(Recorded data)
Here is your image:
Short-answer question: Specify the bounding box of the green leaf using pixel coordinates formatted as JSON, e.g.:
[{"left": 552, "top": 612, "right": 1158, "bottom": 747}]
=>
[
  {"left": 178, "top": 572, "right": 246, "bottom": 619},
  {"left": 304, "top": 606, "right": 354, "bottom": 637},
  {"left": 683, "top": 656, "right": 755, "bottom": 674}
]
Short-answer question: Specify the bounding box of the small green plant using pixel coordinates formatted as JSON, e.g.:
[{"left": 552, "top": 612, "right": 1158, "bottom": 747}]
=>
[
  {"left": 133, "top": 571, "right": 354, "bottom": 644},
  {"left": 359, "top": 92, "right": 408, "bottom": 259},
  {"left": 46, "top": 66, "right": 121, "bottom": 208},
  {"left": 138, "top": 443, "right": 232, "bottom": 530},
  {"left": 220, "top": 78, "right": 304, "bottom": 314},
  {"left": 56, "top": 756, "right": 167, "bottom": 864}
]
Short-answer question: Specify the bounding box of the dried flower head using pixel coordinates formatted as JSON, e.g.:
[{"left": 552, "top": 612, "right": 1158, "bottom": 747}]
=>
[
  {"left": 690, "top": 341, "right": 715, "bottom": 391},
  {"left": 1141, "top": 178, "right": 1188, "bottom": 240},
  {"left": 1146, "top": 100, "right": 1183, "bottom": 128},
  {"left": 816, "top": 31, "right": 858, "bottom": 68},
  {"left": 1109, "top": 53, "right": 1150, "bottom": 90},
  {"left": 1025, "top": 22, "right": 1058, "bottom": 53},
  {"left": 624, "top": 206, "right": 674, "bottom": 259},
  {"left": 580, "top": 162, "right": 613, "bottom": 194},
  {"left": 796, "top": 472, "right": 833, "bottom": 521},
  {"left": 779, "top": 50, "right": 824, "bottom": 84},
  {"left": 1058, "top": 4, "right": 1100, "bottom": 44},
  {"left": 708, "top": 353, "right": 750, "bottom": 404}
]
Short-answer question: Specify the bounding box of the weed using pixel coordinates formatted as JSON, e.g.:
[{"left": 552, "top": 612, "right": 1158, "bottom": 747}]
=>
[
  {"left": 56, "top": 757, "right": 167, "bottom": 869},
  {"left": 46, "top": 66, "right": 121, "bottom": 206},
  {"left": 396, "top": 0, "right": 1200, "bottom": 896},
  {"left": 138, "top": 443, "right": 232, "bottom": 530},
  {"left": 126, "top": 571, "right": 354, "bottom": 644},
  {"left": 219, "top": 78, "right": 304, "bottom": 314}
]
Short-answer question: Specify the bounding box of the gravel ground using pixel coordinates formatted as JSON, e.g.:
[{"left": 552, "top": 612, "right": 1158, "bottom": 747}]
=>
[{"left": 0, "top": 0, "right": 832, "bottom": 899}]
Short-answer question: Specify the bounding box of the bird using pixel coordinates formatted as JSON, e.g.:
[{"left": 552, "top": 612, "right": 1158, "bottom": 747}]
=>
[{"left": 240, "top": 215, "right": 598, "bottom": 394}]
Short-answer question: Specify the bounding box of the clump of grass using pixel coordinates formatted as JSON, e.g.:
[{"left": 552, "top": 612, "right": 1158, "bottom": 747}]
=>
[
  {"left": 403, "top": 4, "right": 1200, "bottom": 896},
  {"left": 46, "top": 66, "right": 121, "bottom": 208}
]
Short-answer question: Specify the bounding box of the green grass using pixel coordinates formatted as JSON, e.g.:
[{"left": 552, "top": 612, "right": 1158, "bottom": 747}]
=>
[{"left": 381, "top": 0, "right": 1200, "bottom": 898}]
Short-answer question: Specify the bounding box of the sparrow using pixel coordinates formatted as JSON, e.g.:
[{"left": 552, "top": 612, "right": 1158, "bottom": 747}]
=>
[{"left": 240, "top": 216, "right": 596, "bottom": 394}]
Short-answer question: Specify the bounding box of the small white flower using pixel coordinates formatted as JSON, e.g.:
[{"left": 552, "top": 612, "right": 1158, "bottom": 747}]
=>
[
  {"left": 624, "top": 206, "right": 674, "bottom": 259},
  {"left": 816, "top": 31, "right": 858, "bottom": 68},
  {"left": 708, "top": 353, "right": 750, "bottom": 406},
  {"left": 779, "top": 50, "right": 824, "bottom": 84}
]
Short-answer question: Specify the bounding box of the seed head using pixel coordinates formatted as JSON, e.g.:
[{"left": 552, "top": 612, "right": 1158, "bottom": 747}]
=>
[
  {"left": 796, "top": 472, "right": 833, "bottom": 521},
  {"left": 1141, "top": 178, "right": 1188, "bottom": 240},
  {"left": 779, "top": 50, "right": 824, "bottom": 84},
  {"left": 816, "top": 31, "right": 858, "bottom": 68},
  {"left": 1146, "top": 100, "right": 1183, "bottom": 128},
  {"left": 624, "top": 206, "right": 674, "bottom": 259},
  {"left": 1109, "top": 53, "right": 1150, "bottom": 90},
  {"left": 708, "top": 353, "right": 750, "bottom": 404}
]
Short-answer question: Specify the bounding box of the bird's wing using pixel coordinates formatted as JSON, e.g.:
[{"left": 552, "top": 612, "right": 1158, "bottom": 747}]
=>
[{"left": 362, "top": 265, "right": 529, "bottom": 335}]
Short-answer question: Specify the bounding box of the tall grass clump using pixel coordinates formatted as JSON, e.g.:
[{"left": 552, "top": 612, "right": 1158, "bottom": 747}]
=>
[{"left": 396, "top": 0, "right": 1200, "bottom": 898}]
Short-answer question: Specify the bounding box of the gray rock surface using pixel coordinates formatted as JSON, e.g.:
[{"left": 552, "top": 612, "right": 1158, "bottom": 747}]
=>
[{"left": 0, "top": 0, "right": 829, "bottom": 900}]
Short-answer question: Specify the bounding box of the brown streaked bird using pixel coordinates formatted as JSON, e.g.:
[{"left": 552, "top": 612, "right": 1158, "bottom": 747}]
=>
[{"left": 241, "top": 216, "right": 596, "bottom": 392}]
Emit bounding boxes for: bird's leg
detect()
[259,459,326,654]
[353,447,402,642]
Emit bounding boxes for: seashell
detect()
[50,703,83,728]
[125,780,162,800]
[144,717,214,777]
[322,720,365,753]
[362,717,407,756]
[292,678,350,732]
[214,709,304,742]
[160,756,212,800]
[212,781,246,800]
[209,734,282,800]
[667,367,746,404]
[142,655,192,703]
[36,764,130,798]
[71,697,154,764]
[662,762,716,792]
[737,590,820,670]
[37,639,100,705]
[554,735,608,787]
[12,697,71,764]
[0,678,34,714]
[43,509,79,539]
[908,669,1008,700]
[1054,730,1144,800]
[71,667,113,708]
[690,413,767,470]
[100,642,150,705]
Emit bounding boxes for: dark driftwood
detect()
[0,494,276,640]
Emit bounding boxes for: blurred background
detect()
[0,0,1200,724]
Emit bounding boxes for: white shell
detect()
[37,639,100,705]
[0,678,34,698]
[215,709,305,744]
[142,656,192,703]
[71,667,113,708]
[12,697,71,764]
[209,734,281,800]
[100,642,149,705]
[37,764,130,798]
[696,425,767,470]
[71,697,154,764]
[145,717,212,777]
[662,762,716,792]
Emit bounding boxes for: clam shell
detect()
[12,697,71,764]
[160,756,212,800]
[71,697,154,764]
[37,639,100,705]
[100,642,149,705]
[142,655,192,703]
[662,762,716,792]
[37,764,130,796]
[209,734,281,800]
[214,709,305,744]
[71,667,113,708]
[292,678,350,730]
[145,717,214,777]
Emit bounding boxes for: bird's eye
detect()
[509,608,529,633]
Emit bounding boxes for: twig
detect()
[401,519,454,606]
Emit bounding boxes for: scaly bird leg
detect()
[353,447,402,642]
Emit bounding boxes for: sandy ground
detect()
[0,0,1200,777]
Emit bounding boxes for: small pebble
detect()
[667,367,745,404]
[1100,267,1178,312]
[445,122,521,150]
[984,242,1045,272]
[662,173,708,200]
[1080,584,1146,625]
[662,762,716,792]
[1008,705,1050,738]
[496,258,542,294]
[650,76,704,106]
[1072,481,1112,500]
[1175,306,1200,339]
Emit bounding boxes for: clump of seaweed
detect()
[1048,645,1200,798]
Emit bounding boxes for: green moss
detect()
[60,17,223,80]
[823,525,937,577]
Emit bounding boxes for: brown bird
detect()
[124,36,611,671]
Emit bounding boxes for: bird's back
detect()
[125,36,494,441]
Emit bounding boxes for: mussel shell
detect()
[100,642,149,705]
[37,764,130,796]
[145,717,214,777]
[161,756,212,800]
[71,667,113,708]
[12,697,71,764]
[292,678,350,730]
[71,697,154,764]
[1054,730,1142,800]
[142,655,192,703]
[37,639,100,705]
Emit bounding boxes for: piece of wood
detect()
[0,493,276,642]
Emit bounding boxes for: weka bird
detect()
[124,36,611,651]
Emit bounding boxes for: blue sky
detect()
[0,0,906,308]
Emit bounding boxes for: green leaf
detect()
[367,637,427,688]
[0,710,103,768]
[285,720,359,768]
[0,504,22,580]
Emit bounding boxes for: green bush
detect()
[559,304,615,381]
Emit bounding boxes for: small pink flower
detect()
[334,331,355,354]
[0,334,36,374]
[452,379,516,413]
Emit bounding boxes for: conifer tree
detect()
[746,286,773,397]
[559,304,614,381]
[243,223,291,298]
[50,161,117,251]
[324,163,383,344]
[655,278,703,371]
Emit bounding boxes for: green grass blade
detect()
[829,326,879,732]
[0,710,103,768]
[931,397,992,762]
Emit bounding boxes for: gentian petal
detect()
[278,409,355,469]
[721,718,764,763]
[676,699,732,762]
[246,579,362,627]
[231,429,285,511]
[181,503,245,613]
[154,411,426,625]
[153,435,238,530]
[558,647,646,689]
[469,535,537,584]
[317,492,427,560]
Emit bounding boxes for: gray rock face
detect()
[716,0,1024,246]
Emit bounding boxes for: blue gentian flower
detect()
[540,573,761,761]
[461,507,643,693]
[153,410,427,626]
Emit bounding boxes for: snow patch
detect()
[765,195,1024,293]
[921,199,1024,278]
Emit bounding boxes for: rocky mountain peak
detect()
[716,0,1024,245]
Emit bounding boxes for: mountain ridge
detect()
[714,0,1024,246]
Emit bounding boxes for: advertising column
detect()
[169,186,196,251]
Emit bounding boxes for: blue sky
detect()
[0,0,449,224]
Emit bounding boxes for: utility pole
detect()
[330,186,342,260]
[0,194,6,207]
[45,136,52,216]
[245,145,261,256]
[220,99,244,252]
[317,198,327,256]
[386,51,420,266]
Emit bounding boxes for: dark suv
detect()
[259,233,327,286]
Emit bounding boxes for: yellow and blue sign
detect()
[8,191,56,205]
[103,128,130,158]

What the exercise asks
Rename "utility pole" to "telephone pole" and reproduce everything from the line containing "Emit bounding boxes for: rocky mountain peak" down to the end of the listing, leaving all else unchanged.

Solution for this task
Emit bounding boxes for: rocky mountain peak
detect()
[716,0,1024,245]
Emit bounding boxes for: mountain ridge
detect()
[714,0,1024,246]
Emit bounding boxes for: advertising column
detect()
[169,186,196,251]
Emit bounding boxes for: blue sky
detect()
[0,0,449,224]
Emit bounding boxes for: telephone pole
detect()
[330,186,342,260]
[0,194,6,207]
[45,136,52,216]
[245,145,261,256]
[220,99,244,252]
[317,198,327,256]
[386,51,420,266]
Emit bounding boxes for: dark suv
detect()
[259,233,327,286]
Emit bounding boxes for: yellow and blue sign
detect()
[8,191,56,205]
[103,128,130,158]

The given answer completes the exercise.